## OEFENTEKST
════════

3.1.3Het arrest met zaaknummer VII Ka 405/20
Ten aanzien van het arrest heeft de raadsman, zakelijk weergegeven, bepleit dat de opgeëiste persoon geen weet had van de procedure in hoger beroep. Bovendien zou de opgeëiste persoon de aanwezige advocaat tijdens de procedure in hoger beroep niet hebben gemachtigd hem ter zitting te verdedigen.
De officier van justitie ziet geen reden om de overlevering op grond van artikel 12 OLW niet toe te staan. Primair blijkt uit de aanvullende informatie verkregen van de Poolse autoriteiten op 2 september 2022 dat tijdens de procedure in hoger beroep een waarnemer van de advocaat aanwezig was. Volgens de officier van justitie is er sprake van een situatie als bedoeld in artikel 12, onder b, van de OLW als de verdediging is gevoerd door een waarnemer van de door de opgeëiste persoon gemachtigde advocaat. Subsidiair moet er worden afgezien van toepassing van de weigeringsgrond van artikel 12 OLW. De opgeëiste persoon heeft een adres opgegeven en is geïnstrueerd over de verplichting om een eventuele adreswijziging door te geven.
De rechtbank overweegt als volgt.
De rechtbank stelt vast dat de opgeëiste persoon niet in persoon is verschenen op het proces dat tot het arrest met zaaknummer VII Ka 405/20 heeft geleid en dat er zich - kort gezegd - geen van de in artikel 12, sub a tot en met d, OLW genoemde omstandigheden heeft voorgedaan. Hoewel uit de aanvullende informatie blijkt dat de opgeëiste persoon tijdens de procedure in hoger beroep is verdedigd door een waarnemer van de advocaat, welke advocaat de opgeëiste persoon tijdens de procedure in eerste aanleg tevens heeft bijgestaan, constateert de rechtbank dat niet blijkt dat sprake is van een machtiging van deze advocaat (dan wel de waarnemer) door de opgeëiste persoon om hem tijdens de procedure in hoger beroep ter zitting te verdedigen.
Gelet daarop kan de overlevering ex artikel 12 OLW worden geweigerd.
De rechtbank ziet echter aanleiding om af te zien van haar bevoegdheid om de overlevering te weigeren. Zij acht daarbij het volgende van belang.

════════

## OPDRACHTEN
• a. Vertaal de zin "De officier van justitie ziet geen reden om de overlevering op grond van artikel 12 OLW niet toe te staan." uit de tekst over de overlevering in het Engels.
• b. Zet de tekst over de overlevering voort vanaf de laatste zin.

(Opgeslagen gegevens)
════════

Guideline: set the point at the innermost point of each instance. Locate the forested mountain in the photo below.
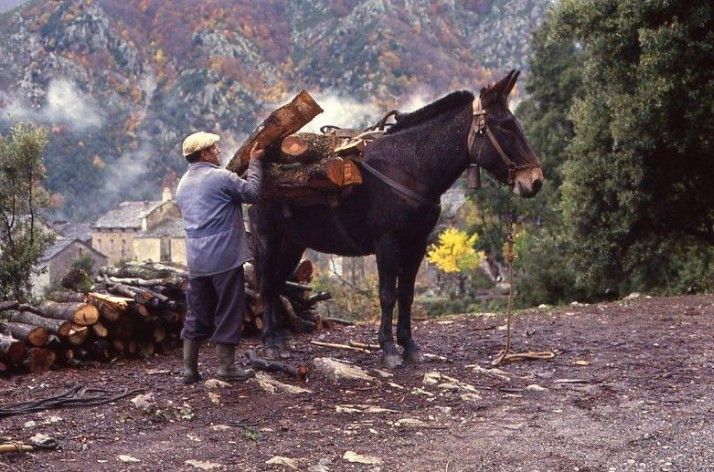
(119, 83)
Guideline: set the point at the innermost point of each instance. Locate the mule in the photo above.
(392, 213)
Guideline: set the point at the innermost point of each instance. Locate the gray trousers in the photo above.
(216, 305)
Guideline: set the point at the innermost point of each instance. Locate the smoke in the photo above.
(344, 111)
(64, 104)
(127, 178)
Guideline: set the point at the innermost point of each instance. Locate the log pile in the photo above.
(133, 310)
(304, 168)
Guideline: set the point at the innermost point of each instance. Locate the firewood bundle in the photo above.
(133, 310)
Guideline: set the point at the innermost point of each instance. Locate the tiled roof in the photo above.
(127, 215)
(81, 231)
(170, 227)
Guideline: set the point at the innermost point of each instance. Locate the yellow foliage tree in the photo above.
(454, 252)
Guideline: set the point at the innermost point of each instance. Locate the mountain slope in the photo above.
(120, 83)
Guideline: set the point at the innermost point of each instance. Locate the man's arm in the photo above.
(248, 190)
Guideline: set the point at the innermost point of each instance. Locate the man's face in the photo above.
(212, 155)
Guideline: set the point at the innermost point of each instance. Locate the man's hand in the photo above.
(256, 152)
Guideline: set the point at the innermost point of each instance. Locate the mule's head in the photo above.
(497, 141)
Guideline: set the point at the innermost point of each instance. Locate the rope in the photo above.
(505, 355)
(75, 397)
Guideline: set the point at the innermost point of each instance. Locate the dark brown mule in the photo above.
(392, 213)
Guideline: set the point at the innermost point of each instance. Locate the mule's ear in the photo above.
(514, 77)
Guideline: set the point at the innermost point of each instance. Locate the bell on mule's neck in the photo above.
(473, 176)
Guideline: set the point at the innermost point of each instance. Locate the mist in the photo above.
(65, 104)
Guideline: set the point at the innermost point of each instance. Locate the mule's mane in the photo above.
(443, 105)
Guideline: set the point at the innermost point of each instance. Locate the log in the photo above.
(259, 363)
(41, 359)
(318, 297)
(66, 296)
(159, 332)
(82, 314)
(146, 348)
(110, 306)
(32, 335)
(306, 147)
(303, 272)
(100, 330)
(280, 123)
(59, 327)
(9, 305)
(12, 349)
(296, 323)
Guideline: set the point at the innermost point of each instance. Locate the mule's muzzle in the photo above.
(528, 182)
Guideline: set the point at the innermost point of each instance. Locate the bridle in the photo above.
(479, 127)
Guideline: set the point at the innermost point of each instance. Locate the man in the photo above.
(216, 247)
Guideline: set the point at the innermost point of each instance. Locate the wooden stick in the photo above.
(363, 345)
(274, 366)
(10, 305)
(59, 327)
(340, 346)
(13, 349)
(32, 335)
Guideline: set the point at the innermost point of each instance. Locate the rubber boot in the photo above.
(190, 361)
(227, 369)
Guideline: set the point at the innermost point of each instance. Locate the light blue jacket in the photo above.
(210, 202)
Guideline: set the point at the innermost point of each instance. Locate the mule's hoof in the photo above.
(390, 361)
(413, 357)
(270, 353)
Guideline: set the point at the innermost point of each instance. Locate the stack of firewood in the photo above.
(136, 309)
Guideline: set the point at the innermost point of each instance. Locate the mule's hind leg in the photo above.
(281, 258)
(387, 252)
(407, 276)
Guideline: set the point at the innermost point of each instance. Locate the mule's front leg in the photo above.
(387, 265)
(407, 277)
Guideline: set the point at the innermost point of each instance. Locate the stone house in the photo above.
(72, 243)
(143, 230)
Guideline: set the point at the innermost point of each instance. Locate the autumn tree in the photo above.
(455, 253)
(22, 238)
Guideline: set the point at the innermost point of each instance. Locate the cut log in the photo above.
(282, 122)
(59, 327)
(303, 273)
(296, 323)
(66, 296)
(318, 297)
(146, 348)
(32, 335)
(12, 349)
(100, 330)
(159, 332)
(307, 147)
(82, 314)
(259, 363)
(110, 306)
(41, 359)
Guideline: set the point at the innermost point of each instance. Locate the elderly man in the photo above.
(216, 244)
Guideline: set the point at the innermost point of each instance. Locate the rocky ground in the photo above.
(630, 389)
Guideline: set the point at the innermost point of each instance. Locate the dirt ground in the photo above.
(630, 389)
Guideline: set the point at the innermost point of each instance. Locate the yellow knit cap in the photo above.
(199, 141)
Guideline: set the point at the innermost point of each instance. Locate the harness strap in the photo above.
(343, 231)
(397, 186)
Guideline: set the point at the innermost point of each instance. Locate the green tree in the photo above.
(22, 239)
(637, 197)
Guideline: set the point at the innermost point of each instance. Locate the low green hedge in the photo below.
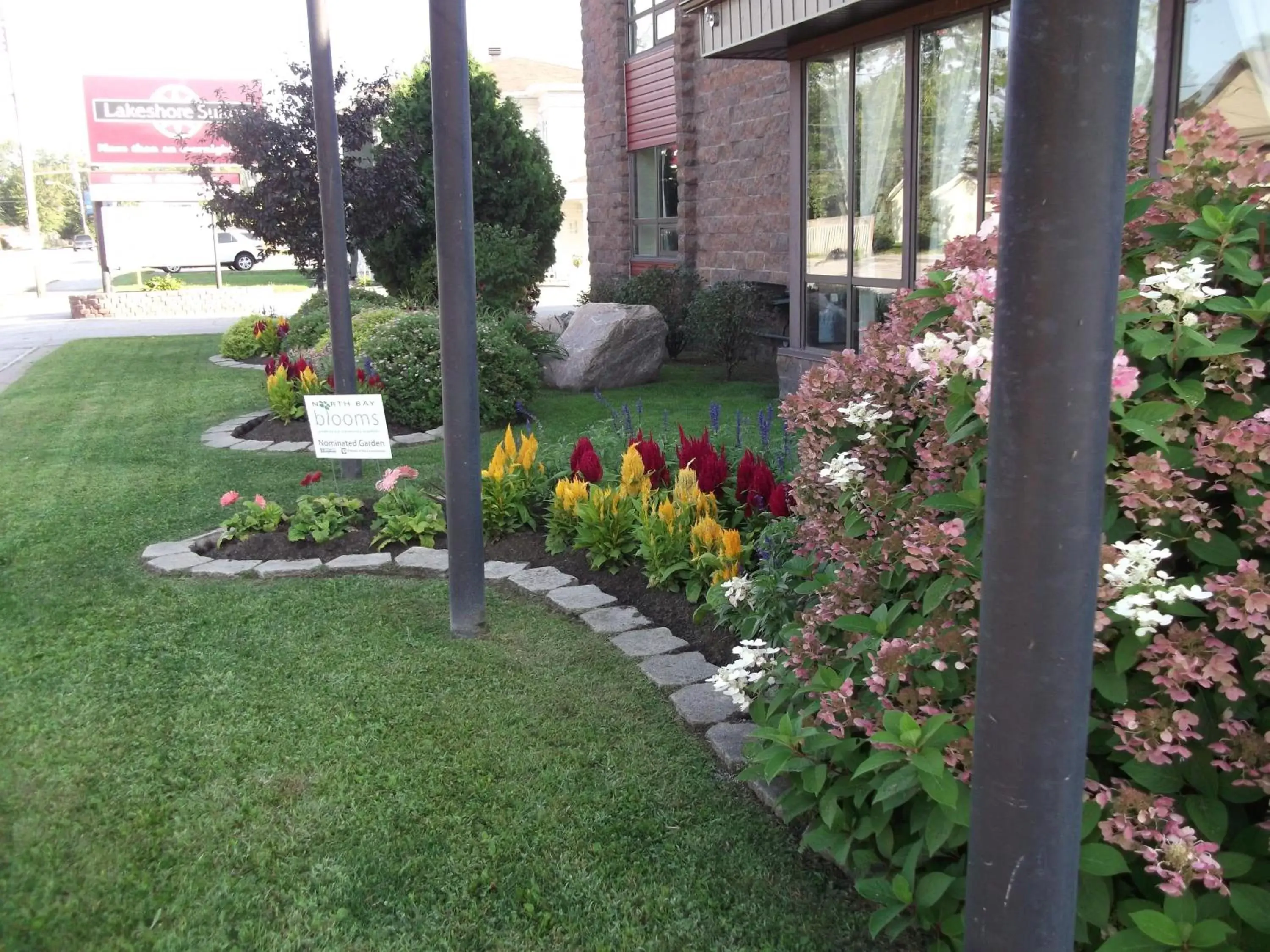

════════

## ANTWOORDEN PER NUMMER
• a. The public prosecutor sees no reason not to allow the surrender on the basis of Article 12 OLW.

• b.
Zoals hiervoor is overwogen, is in het EAB vermeld dat de opgeëiste persoon aanwezig is geweest en door een door hem gemachtigd advocaat is vertegenwoordigd bij het proces in eerste aanleg en zodoende op de hoogte was van de lopende procedure. De door de opgeëiste persoon gemachtigde advocaat heeft hoger beroep ingesteld; de rechtbank gaat er daarom van uit dat de opgeëiste persoon hiervan op de hoogte was en hij dus wist dat een procedure in hoger beroep zou volgen. Uit de aanvullende informatie blijkt verder dat de opgeëiste persoon is verhoord als verdachte op 14 september 2018. Hij is toen geïnstrueerd dat hij de autoriteiten van elke adreswijziging op de hoogte moest brengen, alsook wat de consequenties zouden zijn als hij dat niet zou doen. Deze instructie heeft hij persoonlijk ondertekend. De opgeëiste persoon heeft een adres opgegeven en de oproeping voor de behandeling van het hoger beroep is naar dit adres gestuurd.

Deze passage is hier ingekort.